Testo fornito ▸
============================================================

Tale ipotetico riavvicinamento non è un aspetto scontato, dato che col rafforzarsi dell'alleanza Ryad-Usa-Tel Aviv Erdogan si era autoproclamato difensore dei palestinesi e dei musulmani in generale, trasformando ufficialmente la Turchia nel rifugio della Fratellanza Musulmana. Ma la questione non riguarda solo i due Paesi, bensì le legittime posizioni di Grecia, Egitto e Israele sul gasdotto Eastmed.

La Turchia cerca Israele per i nuovi affari del gas, ma la strada è tutta in salita. Il presidente Recep Tayyip Erdoğan intende coinvolgere Tel Aviv nella Zona economica esclusiva proponendo un accordo marittimo Israele-Turchia che tagli però fuori Cipro. La prima risposta di Tel Aviv è stata che qualsiasi proposta che venga avanzata a spese di Nicosia è un non-starter, fuori discussione.

Tale ipotetico riavvicinamento non è un aspetto scontato, dato che col rafforzarsi dell’alleanza Ryad-Usa-Tel Aviv Erdogan si era autoproclamato difensore dei palestinesi e dei musulmani in generale, trasformando ufficialmente la Turchia nel rifugio della Fratellanza Musulmana, visto che ufficiosamente già lo era, insieme al Qatar. Ma la questione non riguarda solo i due Paesi, bensì le legittime posizioni di Grecia, Egitto e Israele sul gasdotto Eastmed.

============================================================

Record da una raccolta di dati
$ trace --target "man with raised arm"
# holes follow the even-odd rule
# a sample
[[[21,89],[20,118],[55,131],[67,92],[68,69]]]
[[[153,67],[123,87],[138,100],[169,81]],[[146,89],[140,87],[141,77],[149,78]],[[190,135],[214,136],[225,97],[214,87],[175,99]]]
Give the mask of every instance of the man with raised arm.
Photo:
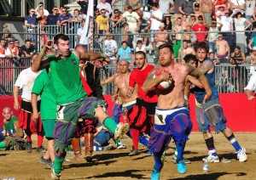
[[[183,160],[183,151],[188,136],[192,129],[189,111],[184,99],[184,84],[187,75],[197,77],[206,89],[204,102],[210,98],[212,91],[206,76],[198,69],[189,64],[174,63],[172,47],[170,44],[160,46],[160,66],[152,70],[143,86],[143,91],[155,89],[158,94],[154,123],[148,145],[154,153],[154,166],[151,179],[160,179],[163,167],[161,156],[173,138],[177,156],[177,167],[179,173],[187,172]],[[158,76],[156,76],[160,73]],[[154,77],[156,76],[156,77]],[[160,88],[163,82],[170,83],[169,87]]]

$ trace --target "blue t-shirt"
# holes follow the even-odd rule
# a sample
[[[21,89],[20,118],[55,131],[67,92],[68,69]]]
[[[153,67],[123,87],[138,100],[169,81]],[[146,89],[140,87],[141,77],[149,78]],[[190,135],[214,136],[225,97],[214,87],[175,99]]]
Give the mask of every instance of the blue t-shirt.
[[[206,60],[210,60],[213,64],[213,61],[211,60],[210,59],[207,59]],[[215,84],[215,66],[214,66],[214,70],[212,70],[212,73],[210,73],[210,74],[207,73],[207,74],[205,74],[205,76],[209,82],[209,85],[210,85],[210,87],[211,87],[211,90],[212,93],[212,97],[209,100],[215,99],[218,97],[218,89],[217,89],[216,84]],[[198,87],[195,87],[194,88],[194,93],[195,93],[195,98],[198,103],[202,103],[203,99],[205,98],[205,95],[207,94],[206,90],[204,88],[199,88]]]
[[[131,53],[131,48],[130,47],[126,47],[126,48],[123,48],[123,47],[119,48],[119,51],[118,51],[118,55],[119,56],[119,59],[120,60],[127,60],[129,63],[131,62],[129,53]]]

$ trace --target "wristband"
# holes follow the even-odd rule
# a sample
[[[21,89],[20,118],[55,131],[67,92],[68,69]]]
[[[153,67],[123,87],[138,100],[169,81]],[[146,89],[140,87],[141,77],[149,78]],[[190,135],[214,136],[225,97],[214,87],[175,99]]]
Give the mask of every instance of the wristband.
[[[39,53],[39,55],[44,57],[44,56],[45,52],[42,49]]]

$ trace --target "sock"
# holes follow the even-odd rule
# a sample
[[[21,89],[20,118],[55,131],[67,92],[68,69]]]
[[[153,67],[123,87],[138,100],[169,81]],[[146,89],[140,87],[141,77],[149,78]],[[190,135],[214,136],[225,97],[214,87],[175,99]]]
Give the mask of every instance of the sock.
[[[141,133],[140,133],[140,136],[139,136],[139,142],[141,143],[143,143],[146,147],[148,146],[148,139],[143,134],[141,134]]]
[[[135,149],[138,149],[138,138],[140,136],[140,132],[137,129],[131,128],[131,139],[132,144]]]
[[[106,127],[111,132],[114,133],[115,129],[117,127],[116,122],[111,117],[107,117],[103,123],[104,127]]]
[[[62,155],[58,156],[55,155],[55,161],[53,164],[53,169],[55,170],[55,172],[56,174],[60,174],[62,169],[62,163],[64,161],[64,157]]]
[[[3,140],[3,141],[1,141],[0,142],[0,149],[5,149],[5,141]]]
[[[230,143],[232,144],[232,146],[235,148],[236,151],[238,152],[241,149],[241,145],[236,141],[236,138],[235,135],[232,133],[230,137],[227,138],[227,139],[230,141]]]
[[[26,141],[32,142],[32,139],[31,139],[31,134],[26,133]]]
[[[161,160],[162,153],[155,153],[154,154],[154,169],[160,172],[164,164]]]
[[[186,145],[186,143],[176,143],[176,149],[177,149],[177,162],[183,160],[183,153],[184,153],[185,145]]]
[[[38,134],[38,148],[40,148],[43,144],[44,136]]]
[[[218,155],[217,155],[216,149],[214,147],[213,137],[206,139],[206,143],[207,143],[209,154],[211,154],[212,155],[217,156]]]

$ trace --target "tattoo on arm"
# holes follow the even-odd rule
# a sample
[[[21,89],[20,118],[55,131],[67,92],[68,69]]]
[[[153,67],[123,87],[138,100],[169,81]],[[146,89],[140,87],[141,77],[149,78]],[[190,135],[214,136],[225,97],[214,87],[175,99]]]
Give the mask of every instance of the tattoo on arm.
[[[201,66],[199,67],[199,69],[201,70],[201,71],[202,71],[204,74],[206,74],[207,72],[209,71],[209,70],[211,70],[211,68],[212,67],[212,62],[210,60],[205,60]]]

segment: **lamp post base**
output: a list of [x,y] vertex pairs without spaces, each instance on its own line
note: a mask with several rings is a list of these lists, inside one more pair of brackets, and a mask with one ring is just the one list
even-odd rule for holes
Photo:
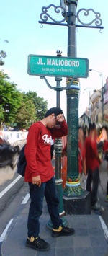
[[[64,216],[61,216],[60,219],[62,219],[63,225],[64,226],[68,226],[68,223],[67,220],[65,219]],[[50,219],[48,221],[48,223],[47,223],[47,224],[46,224],[46,226],[47,226],[47,228],[48,228],[48,229],[50,229],[50,230],[52,230],[52,229],[53,229],[53,223],[52,223],[52,221],[51,221]]]
[[80,196],[63,195],[66,214],[91,214],[90,193],[84,191]]

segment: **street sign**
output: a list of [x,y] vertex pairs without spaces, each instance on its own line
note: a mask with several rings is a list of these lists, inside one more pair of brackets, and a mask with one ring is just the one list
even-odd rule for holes
[[28,56],[28,74],[45,76],[87,77],[89,60],[30,54]]

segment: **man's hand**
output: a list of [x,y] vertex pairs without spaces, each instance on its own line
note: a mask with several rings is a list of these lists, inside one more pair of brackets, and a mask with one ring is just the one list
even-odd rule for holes
[[58,122],[62,123],[64,120],[64,116],[63,114],[59,114],[56,117],[56,120]]
[[37,185],[37,186],[40,187],[41,185],[41,179],[40,179],[40,176],[35,176],[35,177],[32,177],[32,184],[33,185]]

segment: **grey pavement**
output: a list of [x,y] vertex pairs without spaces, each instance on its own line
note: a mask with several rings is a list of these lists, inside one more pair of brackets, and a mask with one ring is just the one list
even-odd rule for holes
[[8,230],[1,245],[2,256],[107,256],[108,242],[97,214],[67,215],[68,226],[75,229],[75,234],[54,238],[46,227],[50,220],[45,200],[40,217],[40,236],[50,244],[48,252],[37,252],[25,247],[27,221],[30,200],[21,208]]

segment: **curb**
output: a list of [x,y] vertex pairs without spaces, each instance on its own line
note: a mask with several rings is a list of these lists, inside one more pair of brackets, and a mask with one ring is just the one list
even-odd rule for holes
[[11,198],[17,193],[23,185],[24,177],[17,175],[6,188],[0,192],[0,212],[4,210]]

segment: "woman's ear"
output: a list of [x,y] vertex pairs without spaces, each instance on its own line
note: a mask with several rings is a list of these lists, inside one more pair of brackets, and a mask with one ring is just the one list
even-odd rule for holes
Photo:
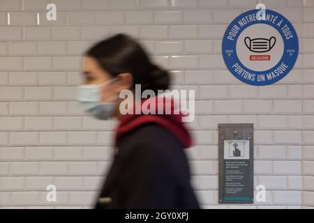
[[117,79],[115,81],[116,89],[118,92],[123,90],[128,90],[132,89],[133,84],[133,77],[132,75],[129,72],[124,72],[119,74],[117,76]]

============================================================

Consegne ▸
(a) Riporta dal testo sulla Turchia e Israele il brano che comincia con le parole "La Turchia cerca" e si ferma dopo "non-starter, fuori discussione.".
(b) In base al testo sulla Turchia e Israele, indica se ciascuna affermazione è vera o falsa. Rispondi sì o no e cita le parole del testo che lo stabiliscono.
(i) Erdoğan propone un accordo marittimo Israele-Turchia che comprenda anche Cipro.
(ii) La prima risposta di Tel Aviv alla proposta è stata di apertura.
(iii) Prima di diventarlo ufficialmente, la Turchia era già in modo ufficioso un rifugio della Fratellanza Musulmana, insieme al Qatar.
(c) Trasforma in un elenco puntato il paragrafo del testo sulla Turchia e Israele che inizia con "La Turchia cerca Israele". Mantieni i fatti principali.

Risposte alle consegne ▸
(a)
La Turchia cerca Israele per i nuovi affari del gas, ma la strada è tutta in salita. Il presidente Recep Tayyip Erdoğan intende coinvolgere Tel Aviv nella Zona economica esclusiva proponendo un accordo marittimo Israele-Turchia che tagli però fuori Cipro. La prima risposta di Tel Aviv è stata che qualsiasi proposta che venga avanzata a spese di Nicosia è un non-starter, fuori discussione.

(b)
(i) No: "proponendo un accordo marittimo Israele-Turchia che tagli però fuori Cipro".
(ii) No: "qualsiasi proposta che venga avanzata a spese di Nicosia è un non-starter, fuori discussione".
(iii) Sì: "visto che ufficiosamente già lo era, insieme al Qatar".

(c)
- La Turchia cerca Israele per i nuovi affari del gas, ma la strada è in salita.
- Erdoğan vuole coinvolgere Tel Aviv nella Zona economica esclusiva con un accordo marittimo Israele-Turchia che escluda Cipro.
- Tel Aviv ha risposto che ogni proposta a spese di Nicosia è fuori discussione.